Pull out each line in the rows below that contains the word "gear", and copy those lines unchanged.

↓↓↓

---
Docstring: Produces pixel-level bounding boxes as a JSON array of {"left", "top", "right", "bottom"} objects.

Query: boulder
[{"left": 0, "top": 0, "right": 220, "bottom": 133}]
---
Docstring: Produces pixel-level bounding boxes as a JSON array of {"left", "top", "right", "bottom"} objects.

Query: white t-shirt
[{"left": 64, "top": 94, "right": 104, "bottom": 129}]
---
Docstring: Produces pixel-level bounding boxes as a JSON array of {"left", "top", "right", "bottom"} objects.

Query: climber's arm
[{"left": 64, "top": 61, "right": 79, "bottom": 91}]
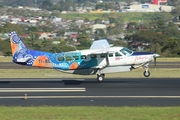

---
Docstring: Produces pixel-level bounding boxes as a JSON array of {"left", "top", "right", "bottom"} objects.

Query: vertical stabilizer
[{"left": 9, "top": 32, "right": 29, "bottom": 63}]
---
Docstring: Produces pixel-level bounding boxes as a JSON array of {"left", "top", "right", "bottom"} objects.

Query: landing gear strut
[
  {"left": 97, "top": 74, "right": 105, "bottom": 82},
  {"left": 143, "top": 63, "right": 150, "bottom": 77}
]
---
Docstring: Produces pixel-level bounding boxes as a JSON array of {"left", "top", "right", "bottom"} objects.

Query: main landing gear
[
  {"left": 97, "top": 74, "right": 105, "bottom": 82},
  {"left": 143, "top": 63, "right": 150, "bottom": 77}
]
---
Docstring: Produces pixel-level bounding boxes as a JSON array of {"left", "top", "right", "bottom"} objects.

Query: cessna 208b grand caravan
[{"left": 10, "top": 32, "right": 159, "bottom": 81}]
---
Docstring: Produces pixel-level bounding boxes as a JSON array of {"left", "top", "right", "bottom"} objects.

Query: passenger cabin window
[
  {"left": 91, "top": 54, "right": 97, "bottom": 59},
  {"left": 115, "top": 52, "right": 122, "bottom": 57},
  {"left": 57, "top": 56, "right": 64, "bottom": 62},
  {"left": 109, "top": 53, "right": 113, "bottom": 57},
  {"left": 65, "top": 56, "right": 74, "bottom": 61},
  {"left": 81, "top": 55, "right": 86, "bottom": 60},
  {"left": 73, "top": 56, "right": 79, "bottom": 60},
  {"left": 120, "top": 48, "right": 133, "bottom": 56},
  {"left": 100, "top": 54, "right": 106, "bottom": 58}
]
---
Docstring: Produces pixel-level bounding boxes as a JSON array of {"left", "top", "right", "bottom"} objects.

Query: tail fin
[{"left": 9, "top": 32, "right": 29, "bottom": 63}]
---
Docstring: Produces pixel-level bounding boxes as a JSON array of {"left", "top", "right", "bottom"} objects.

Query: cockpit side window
[
  {"left": 115, "top": 52, "right": 122, "bottom": 57},
  {"left": 120, "top": 48, "right": 133, "bottom": 56}
]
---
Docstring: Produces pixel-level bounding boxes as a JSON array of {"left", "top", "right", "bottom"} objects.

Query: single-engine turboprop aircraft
[{"left": 10, "top": 32, "right": 160, "bottom": 81}]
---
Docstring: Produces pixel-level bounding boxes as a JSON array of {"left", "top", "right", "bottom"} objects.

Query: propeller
[
  {"left": 153, "top": 46, "right": 160, "bottom": 70},
  {"left": 153, "top": 45, "right": 156, "bottom": 71}
]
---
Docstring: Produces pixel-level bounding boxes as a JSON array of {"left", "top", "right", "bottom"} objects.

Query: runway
[
  {"left": 0, "top": 62, "right": 180, "bottom": 69},
  {"left": 0, "top": 78, "right": 180, "bottom": 106}
]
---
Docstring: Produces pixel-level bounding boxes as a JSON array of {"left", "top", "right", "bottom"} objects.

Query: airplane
[{"left": 9, "top": 31, "right": 160, "bottom": 82}]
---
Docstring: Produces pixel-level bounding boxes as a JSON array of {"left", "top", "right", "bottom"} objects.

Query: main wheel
[
  {"left": 97, "top": 74, "right": 104, "bottom": 82},
  {"left": 144, "top": 71, "right": 150, "bottom": 77}
]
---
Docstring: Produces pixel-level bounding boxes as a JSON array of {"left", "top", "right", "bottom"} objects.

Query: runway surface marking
[
  {"left": 0, "top": 88, "right": 86, "bottom": 93},
  {"left": 0, "top": 95, "right": 180, "bottom": 99}
]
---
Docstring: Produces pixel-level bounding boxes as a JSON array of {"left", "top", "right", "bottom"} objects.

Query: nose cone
[{"left": 154, "top": 53, "right": 160, "bottom": 58}]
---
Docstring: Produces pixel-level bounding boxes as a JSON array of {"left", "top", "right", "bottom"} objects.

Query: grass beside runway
[
  {"left": 0, "top": 68, "right": 180, "bottom": 79},
  {"left": 0, "top": 56, "right": 180, "bottom": 62},
  {"left": 0, "top": 106, "right": 180, "bottom": 120}
]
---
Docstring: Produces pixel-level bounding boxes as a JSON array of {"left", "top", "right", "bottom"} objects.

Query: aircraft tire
[
  {"left": 144, "top": 71, "right": 150, "bottom": 77},
  {"left": 97, "top": 74, "right": 104, "bottom": 82}
]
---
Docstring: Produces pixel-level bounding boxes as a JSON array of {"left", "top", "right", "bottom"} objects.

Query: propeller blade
[{"left": 154, "top": 57, "right": 156, "bottom": 70}]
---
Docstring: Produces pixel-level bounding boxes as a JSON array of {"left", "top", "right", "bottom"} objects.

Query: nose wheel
[{"left": 97, "top": 74, "right": 105, "bottom": 82}]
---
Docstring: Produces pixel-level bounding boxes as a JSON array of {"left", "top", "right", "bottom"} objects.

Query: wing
[{"left": 90, "top": 39, "right": 110, "bottom": 50}]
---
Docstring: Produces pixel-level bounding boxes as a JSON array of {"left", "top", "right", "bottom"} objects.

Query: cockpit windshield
[{"left": 120, "top": 48, "right": 133, "bottom": 56}]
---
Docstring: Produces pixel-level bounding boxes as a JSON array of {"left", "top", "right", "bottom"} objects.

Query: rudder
[{"left": 9, "top": 32, "right": 28, "bottom": 62}]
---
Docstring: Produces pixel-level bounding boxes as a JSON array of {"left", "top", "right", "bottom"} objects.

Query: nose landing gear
[
  {"left": 97, "top": 74, "right": 105, "bottom": 82},
  {"left": 143, "top": 63, "right": 150, "bottom": 77}
]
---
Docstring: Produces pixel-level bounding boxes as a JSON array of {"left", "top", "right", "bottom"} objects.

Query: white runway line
[
  {"left": 0, "top": 88, "right": 86, "bottom": 93},
  {"left": 0, "top": 96, "right": 180, "bottom": 99}
]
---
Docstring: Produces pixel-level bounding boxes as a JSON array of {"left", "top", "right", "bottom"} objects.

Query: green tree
[
  {"left": 77, "top": 33, "right": 92, "bottom": 49},
  {"left": 162, "top": 37, "right": 180, "bottom": 57}
]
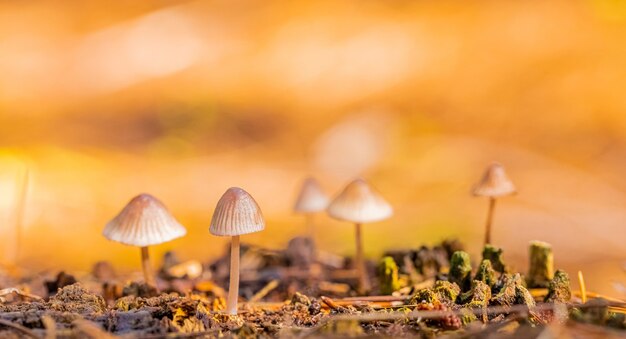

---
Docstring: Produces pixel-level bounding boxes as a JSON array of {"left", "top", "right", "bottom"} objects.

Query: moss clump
[
  {"left": 491, "top": 273, "right": 535, "bottom": 308},
  {"left": 474, "top": 259, "right": 496, "bottom": 287},
  {"left": 411, "top": 288, "right": 441, "bottom": 305},
  {"left": 321, "top": 319, "right": 363, "bottom": 337},
  {"left": 544, "top": 270, "right": 572, "bottom": 303},
  {"left": 433, "top": 280, "right": 461, "bottom": 304},
  {"left": 460, "top": 280, "right": 491, "bottom": 322},
  {"left": 448, "top": 251, "right": 472, "bottom": 291},
  {"left": 526, "top": 241, "right": 554, "bottom": 287},
  {"left": 378, "top": 256, "right": 400, "bottom": 294},
  {"left": 461, "top": 280, "right": 491, "bottom": 308},
  {"left": 48, "top": 283, "right": 107, "bottom": 314},
  {"left": 460, "top": 307, "right": 478, "bottom": 326},
  {"left": 483, "top": 244, "right": 506, "bottom": 273}
]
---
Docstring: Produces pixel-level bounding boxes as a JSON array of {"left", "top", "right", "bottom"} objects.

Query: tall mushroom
[
  {"left": 472, "top": 162, "right": 516, "bottom": 245},
  {"left": 327, "top": 179, "right": 393, "bottom": 292},
  {"left": 102, "top": 194, "right": 187, "bottom": 287},
  {"left": 209, "top": 187, "right": 265, "bottom": 314},
  {"left": 293, "top": 177, "right": 329, "bottom": 239}
]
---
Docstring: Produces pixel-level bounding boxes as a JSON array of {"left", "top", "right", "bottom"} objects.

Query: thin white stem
[
  {"left": 355, "top": 224, "right": 371, "bottom": 293},
  {"left": 141, "top": 246, "right": 156, "bottom": 288},
  {"left": 226, "top": 235, "right": 239, "bottom": 315}
]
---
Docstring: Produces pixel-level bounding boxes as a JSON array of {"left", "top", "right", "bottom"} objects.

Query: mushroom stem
[
  {"left": 355, "top": 224, "right": 370, "bottom": 293},
  {"left": 226, "top": 235, "right": 239, "bottom": 315},
  {"left": 141, "top": 246, "right": 156, "bottom": 287},
  {"left": 304, "top": 213, "right": 315, "bottom": 240},
  {"left": 485, "top": 197, "right": 496, "bottom": 245}
]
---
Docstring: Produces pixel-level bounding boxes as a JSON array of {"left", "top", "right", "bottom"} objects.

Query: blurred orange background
[{"left": 0, "top": 0, "right": 626, "bottom": 297}]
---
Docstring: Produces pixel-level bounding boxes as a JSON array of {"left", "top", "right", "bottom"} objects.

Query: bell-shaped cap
[
  {"left": 472, "top": 162, "right": 516, "bottom": 198},
  {"left": 209, "top": 187, "right": 265, "bottom": 236},
  {"left": 326, "top": 179, "right": 393, "bottom": 223},
  {"left": 102, "top": 194, "right": 187, "bottom": 247},
  {"left": 293, "top": 178, "right": 329, "bottom": 213}
]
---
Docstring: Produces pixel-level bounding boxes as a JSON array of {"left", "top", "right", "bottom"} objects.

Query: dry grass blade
[
  {"left": 73, "top": 319, "right": 116, "bottom": 339},
  {"left": 41, "top": 315, "right": 57, "bottom": 339},
  {"left": 250, "top": 280, "right": 280, "bottom": 303},
  {"left": 0, "top": 319, "right": 39, "bottom": 338}
]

↑↑↑

Exercise response:
Query: landing gear strut
Query: main landing gear
Query: nose landing gear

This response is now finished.